■ **Task statement**
Gather every line of the material below that contains the word "branch" and reproduce each of those lines in full.

-------- Stored records --------

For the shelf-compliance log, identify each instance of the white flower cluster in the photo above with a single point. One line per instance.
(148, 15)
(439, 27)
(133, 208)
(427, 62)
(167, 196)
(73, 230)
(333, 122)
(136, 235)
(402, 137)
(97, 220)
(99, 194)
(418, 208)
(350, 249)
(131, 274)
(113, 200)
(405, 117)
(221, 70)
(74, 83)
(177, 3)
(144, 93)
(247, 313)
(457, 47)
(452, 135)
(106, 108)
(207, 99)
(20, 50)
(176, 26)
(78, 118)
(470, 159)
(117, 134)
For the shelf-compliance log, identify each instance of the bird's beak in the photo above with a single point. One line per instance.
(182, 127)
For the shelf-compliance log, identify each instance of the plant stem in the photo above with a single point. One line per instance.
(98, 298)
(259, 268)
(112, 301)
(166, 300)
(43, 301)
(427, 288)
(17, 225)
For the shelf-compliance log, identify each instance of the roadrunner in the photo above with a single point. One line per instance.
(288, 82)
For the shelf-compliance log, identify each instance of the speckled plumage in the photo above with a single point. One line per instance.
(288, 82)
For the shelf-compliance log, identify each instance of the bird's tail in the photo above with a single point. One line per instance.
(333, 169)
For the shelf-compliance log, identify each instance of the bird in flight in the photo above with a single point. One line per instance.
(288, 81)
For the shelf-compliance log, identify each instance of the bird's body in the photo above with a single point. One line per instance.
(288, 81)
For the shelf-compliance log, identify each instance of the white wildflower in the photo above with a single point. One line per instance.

--------
-------- Stored records --------

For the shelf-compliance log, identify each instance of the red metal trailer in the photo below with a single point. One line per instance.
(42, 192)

--------
-------- Stored records --------

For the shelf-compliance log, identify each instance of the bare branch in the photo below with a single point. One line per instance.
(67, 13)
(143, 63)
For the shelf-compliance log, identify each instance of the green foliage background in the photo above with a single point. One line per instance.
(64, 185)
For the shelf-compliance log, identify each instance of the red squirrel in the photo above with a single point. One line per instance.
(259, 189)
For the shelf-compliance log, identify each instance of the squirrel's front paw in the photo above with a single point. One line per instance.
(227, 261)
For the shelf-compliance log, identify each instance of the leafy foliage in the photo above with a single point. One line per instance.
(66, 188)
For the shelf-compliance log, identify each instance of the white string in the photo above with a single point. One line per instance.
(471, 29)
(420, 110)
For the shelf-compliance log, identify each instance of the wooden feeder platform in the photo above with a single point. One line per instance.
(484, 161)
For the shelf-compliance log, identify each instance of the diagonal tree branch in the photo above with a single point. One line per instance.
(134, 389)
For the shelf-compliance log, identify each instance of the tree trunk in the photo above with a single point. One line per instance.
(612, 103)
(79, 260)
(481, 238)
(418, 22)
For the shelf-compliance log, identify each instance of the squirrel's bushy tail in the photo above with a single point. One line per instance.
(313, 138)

--------

■ **Exercise result**
For the shelf-compliance log, identify each instance of the bare branch in the photo below with a single point. One line per instance.
For the shelf-compliance log, identify each instance of the diagonal tree branch in the photo above with a single point. One line per instance.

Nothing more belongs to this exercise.